As Jim mentioned before, relying on injection of qemu command lines gives you no guarantees for backward compatibility of your scripts.

The QEMU command line options can change in name, formatting etc, or they can disappear entirely. This is why it is so much better to use the features of virt-install / libvirt if at all possible, as the tools deal with these compatibility issues for you.

Is this script part of some product deployment step?

If specifically nvme emulation is necessary, it would be better to revive the discussion upstream for libvirt support, but is there a reason why emulating an nvme device in the guest is necessary, as opposed to using a virtio device like virtio-blk or virtio-scsi?


> 
> Also, I guess you mean "pcie-root-port" and not "pci-root-port".

[Excerpts of location labeling data]
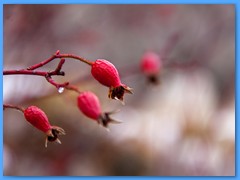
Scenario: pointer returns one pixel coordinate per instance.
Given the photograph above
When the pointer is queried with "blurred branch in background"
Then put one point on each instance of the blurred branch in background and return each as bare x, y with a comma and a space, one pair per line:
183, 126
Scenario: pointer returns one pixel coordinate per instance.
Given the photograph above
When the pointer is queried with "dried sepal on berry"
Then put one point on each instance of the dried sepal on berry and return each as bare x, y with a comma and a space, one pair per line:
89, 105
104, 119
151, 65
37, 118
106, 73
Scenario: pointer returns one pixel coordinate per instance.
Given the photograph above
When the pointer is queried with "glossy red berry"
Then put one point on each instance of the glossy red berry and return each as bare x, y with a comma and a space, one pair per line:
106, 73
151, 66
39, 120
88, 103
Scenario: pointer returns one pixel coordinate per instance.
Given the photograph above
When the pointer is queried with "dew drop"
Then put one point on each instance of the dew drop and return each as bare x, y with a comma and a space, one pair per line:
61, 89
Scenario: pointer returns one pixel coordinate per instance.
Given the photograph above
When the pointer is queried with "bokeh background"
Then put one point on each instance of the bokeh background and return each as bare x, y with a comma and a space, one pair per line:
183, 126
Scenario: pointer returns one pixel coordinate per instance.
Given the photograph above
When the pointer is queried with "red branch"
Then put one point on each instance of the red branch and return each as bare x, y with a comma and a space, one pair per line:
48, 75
...
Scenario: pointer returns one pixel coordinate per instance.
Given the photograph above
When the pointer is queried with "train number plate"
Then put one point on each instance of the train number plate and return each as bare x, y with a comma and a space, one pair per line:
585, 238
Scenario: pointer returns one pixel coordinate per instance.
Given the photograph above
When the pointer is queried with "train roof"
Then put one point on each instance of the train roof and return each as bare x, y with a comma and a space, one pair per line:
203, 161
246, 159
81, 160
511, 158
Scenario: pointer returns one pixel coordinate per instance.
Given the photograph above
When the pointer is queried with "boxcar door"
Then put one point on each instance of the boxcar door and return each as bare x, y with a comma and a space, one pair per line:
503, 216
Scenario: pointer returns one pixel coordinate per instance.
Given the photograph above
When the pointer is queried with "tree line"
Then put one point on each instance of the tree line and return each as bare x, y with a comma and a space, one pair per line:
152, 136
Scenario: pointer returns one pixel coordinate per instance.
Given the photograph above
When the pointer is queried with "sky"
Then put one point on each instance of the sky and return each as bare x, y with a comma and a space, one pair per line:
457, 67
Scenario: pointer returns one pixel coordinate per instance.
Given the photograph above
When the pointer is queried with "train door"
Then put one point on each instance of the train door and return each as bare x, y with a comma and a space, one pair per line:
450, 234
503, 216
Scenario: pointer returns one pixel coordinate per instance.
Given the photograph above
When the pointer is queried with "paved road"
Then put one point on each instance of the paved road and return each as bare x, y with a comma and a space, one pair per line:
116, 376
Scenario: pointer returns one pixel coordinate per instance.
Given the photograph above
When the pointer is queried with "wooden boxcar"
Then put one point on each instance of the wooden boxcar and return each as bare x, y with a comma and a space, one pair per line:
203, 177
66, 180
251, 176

**Goals:**
(a) Please list every hyphenated term that appears in the QEMU discussion.
(b) Render this sentence from the QEMU discussion in French: "Is this script part of some product deployment step?"

**Task answers:**
(a) virt-install, virtio-blk, virtio-scsi, pcie-root-port, pci-root-port

(b) Ce script fait-il partie d'une étape de déploiement d'un produit ?